» To do
Can you gather every line in the records below that contains the word "license" and copy each one out?

━━━ Records for the exercise

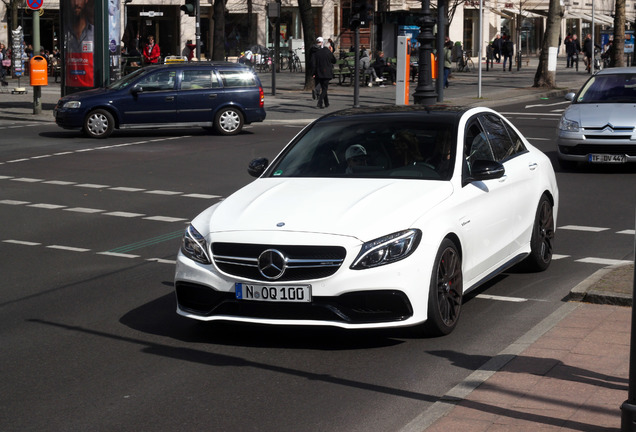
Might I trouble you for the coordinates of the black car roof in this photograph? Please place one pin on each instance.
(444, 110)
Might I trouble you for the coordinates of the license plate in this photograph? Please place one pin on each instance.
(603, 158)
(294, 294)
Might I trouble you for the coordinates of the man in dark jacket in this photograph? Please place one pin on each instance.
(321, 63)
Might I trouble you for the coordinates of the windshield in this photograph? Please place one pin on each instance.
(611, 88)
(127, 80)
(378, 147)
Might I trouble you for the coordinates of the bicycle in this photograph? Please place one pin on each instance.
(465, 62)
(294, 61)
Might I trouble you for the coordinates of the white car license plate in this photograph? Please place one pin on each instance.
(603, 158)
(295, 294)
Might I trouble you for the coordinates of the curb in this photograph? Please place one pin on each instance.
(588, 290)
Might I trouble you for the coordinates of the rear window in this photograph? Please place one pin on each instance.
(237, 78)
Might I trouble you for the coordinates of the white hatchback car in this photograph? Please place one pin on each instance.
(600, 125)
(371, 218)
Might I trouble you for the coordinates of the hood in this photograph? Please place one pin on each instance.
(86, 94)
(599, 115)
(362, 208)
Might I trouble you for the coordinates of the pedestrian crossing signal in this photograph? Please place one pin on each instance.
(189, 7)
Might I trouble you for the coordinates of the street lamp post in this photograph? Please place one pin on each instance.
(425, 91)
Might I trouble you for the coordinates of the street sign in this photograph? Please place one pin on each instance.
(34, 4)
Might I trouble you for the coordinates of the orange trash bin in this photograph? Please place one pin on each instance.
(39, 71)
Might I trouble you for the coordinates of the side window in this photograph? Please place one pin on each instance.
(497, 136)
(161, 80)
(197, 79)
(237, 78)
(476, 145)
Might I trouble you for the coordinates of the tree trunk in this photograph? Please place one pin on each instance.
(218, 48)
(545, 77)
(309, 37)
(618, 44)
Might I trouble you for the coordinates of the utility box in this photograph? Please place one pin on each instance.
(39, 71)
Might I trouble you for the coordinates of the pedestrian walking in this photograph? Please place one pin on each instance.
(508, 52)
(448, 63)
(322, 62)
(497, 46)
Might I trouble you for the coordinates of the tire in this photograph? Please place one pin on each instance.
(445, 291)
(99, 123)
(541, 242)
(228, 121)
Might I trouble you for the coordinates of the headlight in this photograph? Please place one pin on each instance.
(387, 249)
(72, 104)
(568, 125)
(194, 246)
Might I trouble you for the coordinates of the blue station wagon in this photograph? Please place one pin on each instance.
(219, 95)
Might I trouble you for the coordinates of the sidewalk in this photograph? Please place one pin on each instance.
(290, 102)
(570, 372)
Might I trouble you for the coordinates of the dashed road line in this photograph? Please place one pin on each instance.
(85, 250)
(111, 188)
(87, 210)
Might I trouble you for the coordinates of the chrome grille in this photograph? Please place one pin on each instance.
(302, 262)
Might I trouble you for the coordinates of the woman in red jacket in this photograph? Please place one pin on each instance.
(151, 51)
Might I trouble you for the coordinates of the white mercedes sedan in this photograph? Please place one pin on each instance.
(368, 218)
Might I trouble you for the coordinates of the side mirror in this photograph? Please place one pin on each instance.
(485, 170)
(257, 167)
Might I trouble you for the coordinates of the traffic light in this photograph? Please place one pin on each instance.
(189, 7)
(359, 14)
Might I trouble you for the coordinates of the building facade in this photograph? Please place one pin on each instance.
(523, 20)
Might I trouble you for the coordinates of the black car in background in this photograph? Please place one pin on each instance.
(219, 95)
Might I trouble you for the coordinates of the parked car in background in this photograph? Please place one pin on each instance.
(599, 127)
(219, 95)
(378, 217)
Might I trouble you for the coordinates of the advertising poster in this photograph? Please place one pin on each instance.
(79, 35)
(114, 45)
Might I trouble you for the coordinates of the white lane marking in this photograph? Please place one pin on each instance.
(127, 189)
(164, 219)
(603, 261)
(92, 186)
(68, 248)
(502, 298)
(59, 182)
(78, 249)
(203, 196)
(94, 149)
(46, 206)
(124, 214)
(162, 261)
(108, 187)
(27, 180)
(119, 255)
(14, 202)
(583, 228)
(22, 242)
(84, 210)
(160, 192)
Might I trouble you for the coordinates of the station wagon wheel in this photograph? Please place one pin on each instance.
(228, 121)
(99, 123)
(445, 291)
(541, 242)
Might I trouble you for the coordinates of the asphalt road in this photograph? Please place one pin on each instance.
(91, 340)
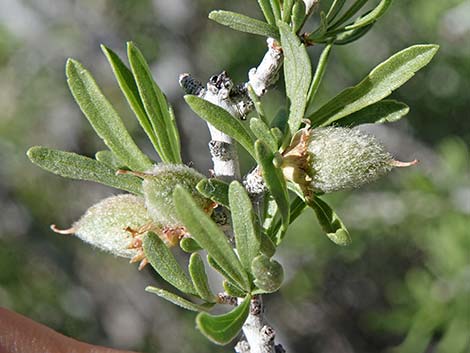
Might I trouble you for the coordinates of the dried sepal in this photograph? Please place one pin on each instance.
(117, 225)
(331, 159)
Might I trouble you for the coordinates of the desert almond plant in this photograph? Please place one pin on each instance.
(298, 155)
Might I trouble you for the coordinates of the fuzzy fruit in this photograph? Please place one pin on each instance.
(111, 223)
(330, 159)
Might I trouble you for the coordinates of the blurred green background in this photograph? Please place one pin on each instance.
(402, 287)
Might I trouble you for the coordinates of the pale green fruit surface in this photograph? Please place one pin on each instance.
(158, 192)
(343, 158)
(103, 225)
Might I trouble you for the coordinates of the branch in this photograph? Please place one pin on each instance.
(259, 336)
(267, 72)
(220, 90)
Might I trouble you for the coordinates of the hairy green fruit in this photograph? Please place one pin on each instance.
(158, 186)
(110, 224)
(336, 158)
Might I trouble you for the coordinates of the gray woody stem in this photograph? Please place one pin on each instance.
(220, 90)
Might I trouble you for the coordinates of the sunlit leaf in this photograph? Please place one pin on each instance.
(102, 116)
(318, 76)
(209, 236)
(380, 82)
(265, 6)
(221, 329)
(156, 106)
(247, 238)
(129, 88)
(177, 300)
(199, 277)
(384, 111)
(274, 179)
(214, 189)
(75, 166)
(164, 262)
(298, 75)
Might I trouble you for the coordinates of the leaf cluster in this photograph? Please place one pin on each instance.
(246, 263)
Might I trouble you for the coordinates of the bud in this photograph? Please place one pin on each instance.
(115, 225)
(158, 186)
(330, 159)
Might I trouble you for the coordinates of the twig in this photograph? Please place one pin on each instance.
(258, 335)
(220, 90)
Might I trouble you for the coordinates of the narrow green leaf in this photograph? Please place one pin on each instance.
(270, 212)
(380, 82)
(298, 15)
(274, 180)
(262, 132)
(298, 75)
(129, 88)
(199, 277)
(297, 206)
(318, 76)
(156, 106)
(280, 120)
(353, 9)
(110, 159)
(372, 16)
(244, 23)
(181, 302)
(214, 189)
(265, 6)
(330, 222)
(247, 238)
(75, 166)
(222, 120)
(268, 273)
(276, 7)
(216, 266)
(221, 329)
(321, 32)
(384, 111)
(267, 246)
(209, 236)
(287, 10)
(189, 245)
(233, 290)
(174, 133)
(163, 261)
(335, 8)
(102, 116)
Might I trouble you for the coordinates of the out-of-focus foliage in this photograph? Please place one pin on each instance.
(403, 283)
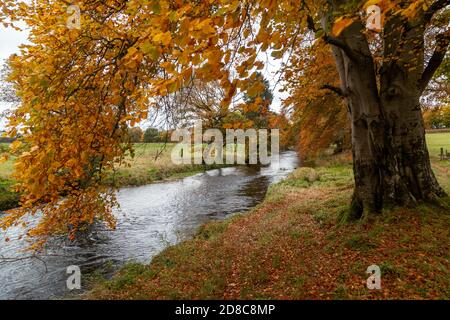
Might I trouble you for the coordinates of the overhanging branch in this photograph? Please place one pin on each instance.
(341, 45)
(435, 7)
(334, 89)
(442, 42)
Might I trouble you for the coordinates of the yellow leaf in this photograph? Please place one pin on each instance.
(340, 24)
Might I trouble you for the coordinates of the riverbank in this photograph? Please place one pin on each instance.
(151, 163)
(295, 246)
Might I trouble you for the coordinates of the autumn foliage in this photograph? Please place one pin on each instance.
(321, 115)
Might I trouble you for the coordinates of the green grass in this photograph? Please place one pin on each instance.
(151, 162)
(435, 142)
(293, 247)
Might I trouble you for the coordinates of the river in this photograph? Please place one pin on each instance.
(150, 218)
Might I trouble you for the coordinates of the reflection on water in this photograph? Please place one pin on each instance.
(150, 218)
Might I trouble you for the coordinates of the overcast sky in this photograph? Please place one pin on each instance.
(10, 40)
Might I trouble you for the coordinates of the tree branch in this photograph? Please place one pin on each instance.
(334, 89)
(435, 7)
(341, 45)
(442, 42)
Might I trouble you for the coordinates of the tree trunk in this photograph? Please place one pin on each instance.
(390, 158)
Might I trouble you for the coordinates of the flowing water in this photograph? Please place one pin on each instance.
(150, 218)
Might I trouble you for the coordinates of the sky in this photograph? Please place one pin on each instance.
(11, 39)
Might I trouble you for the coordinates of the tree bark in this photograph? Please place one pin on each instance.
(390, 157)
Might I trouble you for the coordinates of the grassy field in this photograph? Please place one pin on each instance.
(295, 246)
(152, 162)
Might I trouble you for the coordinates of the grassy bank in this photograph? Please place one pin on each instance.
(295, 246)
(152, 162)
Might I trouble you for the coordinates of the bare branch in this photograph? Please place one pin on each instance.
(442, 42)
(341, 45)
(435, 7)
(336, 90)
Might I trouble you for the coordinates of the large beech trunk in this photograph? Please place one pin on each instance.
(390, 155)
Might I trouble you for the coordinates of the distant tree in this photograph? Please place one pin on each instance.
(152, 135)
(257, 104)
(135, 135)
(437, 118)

━━━━━━
━━━ Records for the exercise

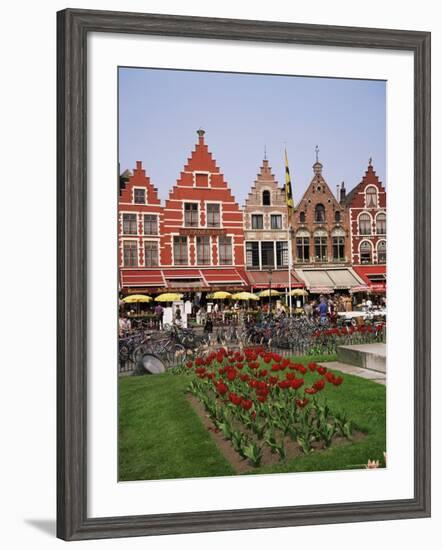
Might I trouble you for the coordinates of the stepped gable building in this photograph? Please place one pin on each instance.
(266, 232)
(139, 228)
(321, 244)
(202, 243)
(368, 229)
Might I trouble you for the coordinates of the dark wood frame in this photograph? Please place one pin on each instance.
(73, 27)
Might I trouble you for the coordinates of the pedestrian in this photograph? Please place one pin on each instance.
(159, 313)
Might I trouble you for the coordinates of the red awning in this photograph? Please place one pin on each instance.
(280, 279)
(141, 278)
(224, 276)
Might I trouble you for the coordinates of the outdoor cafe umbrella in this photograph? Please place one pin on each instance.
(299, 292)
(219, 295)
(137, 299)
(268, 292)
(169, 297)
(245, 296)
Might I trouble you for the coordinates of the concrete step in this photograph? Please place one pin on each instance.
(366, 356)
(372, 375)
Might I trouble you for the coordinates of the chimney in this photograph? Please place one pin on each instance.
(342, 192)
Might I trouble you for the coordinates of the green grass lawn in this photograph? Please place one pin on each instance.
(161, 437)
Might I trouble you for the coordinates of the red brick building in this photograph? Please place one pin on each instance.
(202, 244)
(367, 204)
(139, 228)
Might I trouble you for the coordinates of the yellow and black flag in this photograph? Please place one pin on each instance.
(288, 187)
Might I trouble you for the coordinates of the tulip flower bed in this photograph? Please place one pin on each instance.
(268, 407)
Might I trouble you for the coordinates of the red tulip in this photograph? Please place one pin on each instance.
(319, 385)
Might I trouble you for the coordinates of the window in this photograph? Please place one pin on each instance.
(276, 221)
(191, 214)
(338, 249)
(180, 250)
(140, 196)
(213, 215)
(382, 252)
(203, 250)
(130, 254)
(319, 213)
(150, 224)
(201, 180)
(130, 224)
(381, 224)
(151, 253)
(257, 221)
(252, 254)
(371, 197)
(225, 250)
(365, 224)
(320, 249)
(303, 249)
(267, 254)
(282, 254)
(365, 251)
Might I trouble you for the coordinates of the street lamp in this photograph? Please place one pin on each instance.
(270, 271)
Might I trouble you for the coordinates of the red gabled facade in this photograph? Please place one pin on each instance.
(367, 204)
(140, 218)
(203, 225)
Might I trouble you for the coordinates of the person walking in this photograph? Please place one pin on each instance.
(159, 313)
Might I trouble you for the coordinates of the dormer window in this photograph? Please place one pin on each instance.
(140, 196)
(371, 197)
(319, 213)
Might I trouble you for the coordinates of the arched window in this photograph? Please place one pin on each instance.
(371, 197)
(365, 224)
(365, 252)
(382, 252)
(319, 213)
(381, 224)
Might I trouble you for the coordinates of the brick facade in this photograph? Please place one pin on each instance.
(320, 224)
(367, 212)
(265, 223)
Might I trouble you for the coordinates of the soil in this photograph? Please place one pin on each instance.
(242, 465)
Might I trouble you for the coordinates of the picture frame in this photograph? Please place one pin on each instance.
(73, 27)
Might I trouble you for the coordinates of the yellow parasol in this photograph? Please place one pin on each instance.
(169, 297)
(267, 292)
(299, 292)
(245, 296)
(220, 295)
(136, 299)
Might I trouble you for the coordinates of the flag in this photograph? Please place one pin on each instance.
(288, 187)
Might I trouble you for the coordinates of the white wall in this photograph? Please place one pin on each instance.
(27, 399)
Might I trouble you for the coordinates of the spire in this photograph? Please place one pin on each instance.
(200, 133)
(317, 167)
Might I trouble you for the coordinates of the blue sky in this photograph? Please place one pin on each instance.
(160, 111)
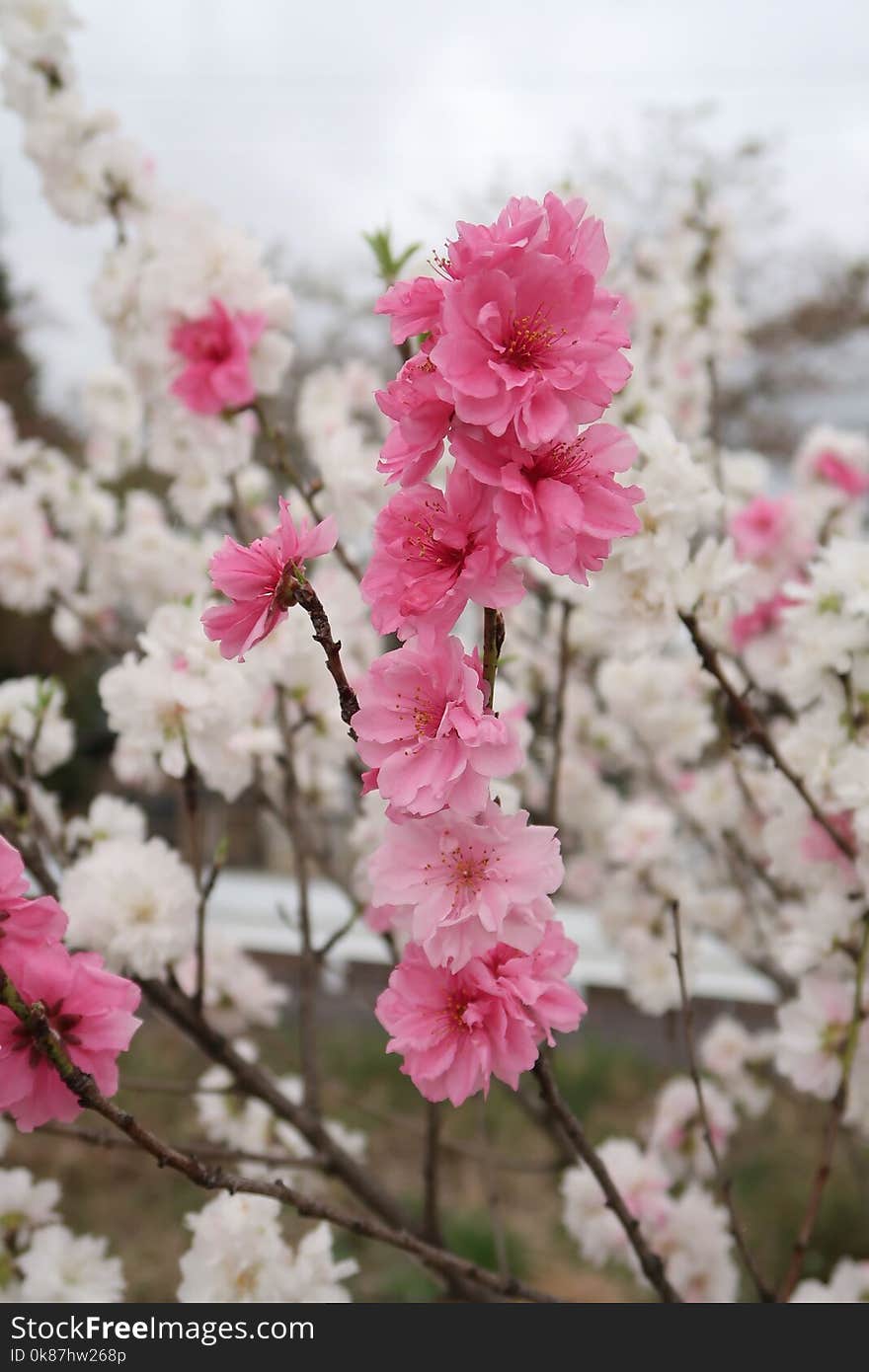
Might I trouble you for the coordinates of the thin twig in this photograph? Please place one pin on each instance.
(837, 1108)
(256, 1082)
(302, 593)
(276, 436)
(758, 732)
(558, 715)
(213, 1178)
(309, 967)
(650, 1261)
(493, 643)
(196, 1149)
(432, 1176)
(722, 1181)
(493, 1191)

━━━━━━
━━━ Records for the exercise

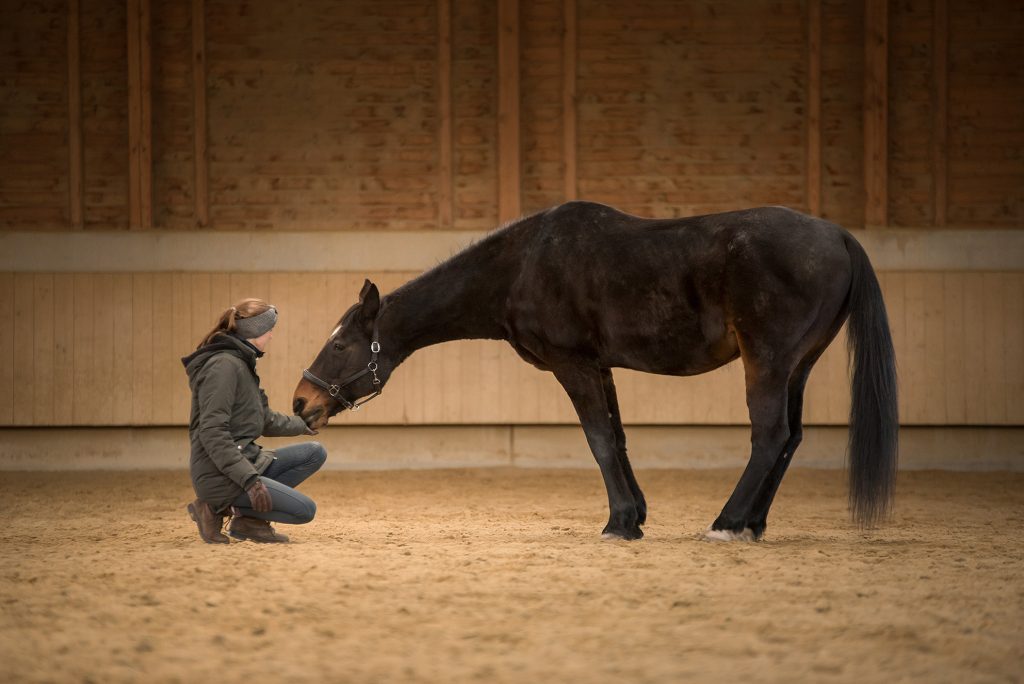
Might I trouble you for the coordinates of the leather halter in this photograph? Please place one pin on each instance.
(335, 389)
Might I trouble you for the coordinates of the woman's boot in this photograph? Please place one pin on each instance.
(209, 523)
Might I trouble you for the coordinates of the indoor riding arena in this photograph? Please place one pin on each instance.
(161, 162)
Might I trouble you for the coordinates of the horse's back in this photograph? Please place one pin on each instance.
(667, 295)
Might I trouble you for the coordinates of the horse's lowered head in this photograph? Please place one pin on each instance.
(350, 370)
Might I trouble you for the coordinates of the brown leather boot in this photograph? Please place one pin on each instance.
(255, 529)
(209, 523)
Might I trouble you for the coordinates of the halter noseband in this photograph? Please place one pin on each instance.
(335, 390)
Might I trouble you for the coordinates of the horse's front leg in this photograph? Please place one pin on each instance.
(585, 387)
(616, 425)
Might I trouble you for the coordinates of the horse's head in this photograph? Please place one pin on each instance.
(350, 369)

━━━━━━

» Problem solution
Might I trouble you for the coordinates of the license plate in this photograph? Please place one pin on each instance.
Might I trouble you for the coordinates of the white car license plate in this photograph? Please place one pin on each instance.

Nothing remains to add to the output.